*** Opening Text shown ***

Living Legacy: Rav Eizik’l Kalever, zy”a
By: Yehuda Alter
The first Hungarian chassidishe Rebbe, the patriarch of the great Kalever dynasty still in existence today, Rav Eizk’l’s yahrzeit is marked Thursday, 7 Adar II.
Rav Yitzchok Eizik Taub was born to his father, Reb Yechezkel, a wealthy balebos, in the year 1751, in the Hungarian town of Serench. From his youth, he was known among the townspeople as a tremendous iluy, who would sit and learn with the sweetest niggun.
Indeed, he was known for his tremendous power of song–and this is how he was discovered by Rav Leib Soroh’s; pacing in the forests outside the town, humming the most heavenly niggunim. Rav Leib recognized the greatness of the lad in front of him, and brought him to Rebbe Shmelke of Niklosburg. From there, he went to the Rebbe Elimelech of Lizensk.
In 1781, he became the rov of Kalev and the surrounding region. This would be a tenure of forty years, in which he was known for his great avodah, and leading the Yidden of Hungary in the path of chassidus. All this was despite his physical frailty all his life.
His great deveikus was tremendous, and the stories are told about his aliyas neshomoh.
In addition to his son, Rav Moshe Chaim, who succeeded him–and through him, the current successor of the dynasty–he shaped many great talmidim. He worked his entire life to enhance Jewish life in the entire Hungary.
He was especially close to the Yismach Moshe of Uhel. It is said that the two were once at the chanukas habayis for the shul in Nanash. Each one wanted the other to enter first. The debate was settled when the Yismach Moshe said; “Either way you must go in before me; if you are greater, then you deserve to go first. If I am greater than you, then you must listen to me!”

*** Closing Text shown ***
*** Opening Data ***

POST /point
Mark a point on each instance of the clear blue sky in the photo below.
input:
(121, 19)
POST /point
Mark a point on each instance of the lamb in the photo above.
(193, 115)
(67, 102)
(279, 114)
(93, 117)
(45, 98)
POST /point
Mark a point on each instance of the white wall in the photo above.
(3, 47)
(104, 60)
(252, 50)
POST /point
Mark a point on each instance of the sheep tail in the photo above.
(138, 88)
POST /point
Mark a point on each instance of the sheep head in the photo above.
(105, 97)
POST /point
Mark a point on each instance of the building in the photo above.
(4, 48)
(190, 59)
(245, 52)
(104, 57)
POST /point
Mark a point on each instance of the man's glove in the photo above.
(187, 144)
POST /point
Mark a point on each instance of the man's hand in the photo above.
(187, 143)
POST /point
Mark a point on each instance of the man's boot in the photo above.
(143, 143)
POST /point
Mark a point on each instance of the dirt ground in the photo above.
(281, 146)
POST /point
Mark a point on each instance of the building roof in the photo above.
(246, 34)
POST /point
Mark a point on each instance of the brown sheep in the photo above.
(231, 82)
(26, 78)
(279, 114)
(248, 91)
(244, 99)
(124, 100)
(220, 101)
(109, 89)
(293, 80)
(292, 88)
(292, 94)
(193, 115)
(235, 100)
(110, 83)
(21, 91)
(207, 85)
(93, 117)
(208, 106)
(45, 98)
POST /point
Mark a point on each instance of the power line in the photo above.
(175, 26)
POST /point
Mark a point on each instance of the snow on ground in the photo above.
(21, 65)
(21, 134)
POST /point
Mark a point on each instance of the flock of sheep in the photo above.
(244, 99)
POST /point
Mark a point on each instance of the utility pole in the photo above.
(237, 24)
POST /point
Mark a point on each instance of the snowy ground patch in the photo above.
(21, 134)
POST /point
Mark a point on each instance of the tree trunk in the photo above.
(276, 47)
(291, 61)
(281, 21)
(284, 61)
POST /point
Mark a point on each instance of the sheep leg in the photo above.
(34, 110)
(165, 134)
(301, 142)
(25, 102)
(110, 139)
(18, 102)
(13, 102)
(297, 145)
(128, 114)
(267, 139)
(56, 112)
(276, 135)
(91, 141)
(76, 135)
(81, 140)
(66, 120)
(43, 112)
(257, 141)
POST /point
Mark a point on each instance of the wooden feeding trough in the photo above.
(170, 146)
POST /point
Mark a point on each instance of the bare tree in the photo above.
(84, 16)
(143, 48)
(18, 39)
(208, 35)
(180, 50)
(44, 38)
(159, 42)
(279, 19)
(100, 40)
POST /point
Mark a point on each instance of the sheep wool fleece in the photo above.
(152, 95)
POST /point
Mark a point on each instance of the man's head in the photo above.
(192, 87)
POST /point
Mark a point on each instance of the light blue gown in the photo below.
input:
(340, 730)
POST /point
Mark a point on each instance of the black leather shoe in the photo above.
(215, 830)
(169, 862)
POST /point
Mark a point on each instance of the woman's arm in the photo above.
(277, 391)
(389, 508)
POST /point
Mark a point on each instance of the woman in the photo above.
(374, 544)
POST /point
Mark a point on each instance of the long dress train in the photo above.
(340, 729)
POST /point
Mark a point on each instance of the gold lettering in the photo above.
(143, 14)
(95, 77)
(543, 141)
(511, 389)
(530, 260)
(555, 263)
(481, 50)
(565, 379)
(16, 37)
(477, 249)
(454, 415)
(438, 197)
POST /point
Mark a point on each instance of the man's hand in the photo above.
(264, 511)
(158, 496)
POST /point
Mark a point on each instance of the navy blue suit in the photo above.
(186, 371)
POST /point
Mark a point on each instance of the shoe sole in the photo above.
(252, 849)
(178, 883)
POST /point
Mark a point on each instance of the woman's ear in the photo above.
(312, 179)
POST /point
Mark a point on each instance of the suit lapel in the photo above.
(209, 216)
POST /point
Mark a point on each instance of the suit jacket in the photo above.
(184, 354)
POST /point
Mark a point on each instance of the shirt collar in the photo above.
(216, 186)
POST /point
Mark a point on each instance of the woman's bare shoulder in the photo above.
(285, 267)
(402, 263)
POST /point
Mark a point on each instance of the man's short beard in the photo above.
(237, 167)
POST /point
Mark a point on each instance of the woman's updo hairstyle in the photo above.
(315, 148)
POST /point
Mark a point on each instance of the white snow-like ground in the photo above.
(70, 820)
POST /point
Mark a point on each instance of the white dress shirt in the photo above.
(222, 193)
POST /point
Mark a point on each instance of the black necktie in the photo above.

*** Closing Data ***

Explore the material.
[1] Reproduce the passage from the article on Rav Eizik'l Kalever, starting with "Living Legacy: Rav" and going on through "Elimelech of Lizensk.".
[2] Answer these questions using the article on Rav Eizik'l Kalever.
(a) In what year and in which town was Rav Yitzchok Eizik Taub born?
(b) How many years did his tenure as rov of Kalev last?
(c) Which son succeeded him?
[3] Continue the article on Rav Eizik'l Kalever, picking up after its final sentence.

Task-by-task results.
[1]
Living Legacy: Rav Eizik’l Kalever, zy”a
By: Yehuda Alter
The first Hungarian chassidishe Rebbe, the patriarch of the great Kalever dynasty still in existence today, Rav Eizk’l’s yahrzeit is marked Thursday, 7 Adar II.
Rav Yitzchok Eizik Taub was born to his father, Reb Yechezkel, a wealthy balebos, in the year 1751, in the Hungarian town of Serench. From his youth, he was known among the townspeople as a tremendous iluy, who would sit and learn with the sweetest niggun.
Indeed, he was known for his tremendous power of song–and this is how he was discovered by Rav Leib Soroh’s; pacing in the forests outside the town, humming the most heavenly niggunim. Rav Leib recognized the greatness of the lad in front of him, and brought him to Rebbe Shmelke of Niklosburg. From there, he went to the Rebbe Elimelech of Lizensk.

[2]
(a) He was born in 1751 in the Hungarian town of Serench.
(b) It lasted forty years.
(c) His son Rav Moshe Chaim succeeded him.

[3]
His petirah took place at the exalted time of the waning moments of Shabbos–7 Adar of 1821. Following his passing, the following was inscribed on his matzeivah–in keeping with his wishes: “He knew to learn a blatt Gemoro, and he was an ehrlicher Yid.” So simple, yet so great.
His resting place attracted masses every year on the yahrzeit, among them many great tzaddikim throughout the ages.
As noted, his koach in neginah was great, and he left behind numerous legendary niggunim that bring rivers of tears to the eyes of those who sing them 200 years after his passing. The famed niggun “Sol-a-Kokosh mar…” is just one of the nigunim that he elevated from the peasants of Hungary to the loftiests places of pining and yearning. The words of this song are a parable of tremendous yearning to go home… but needing to wait patiently until we will ultimately be brought home.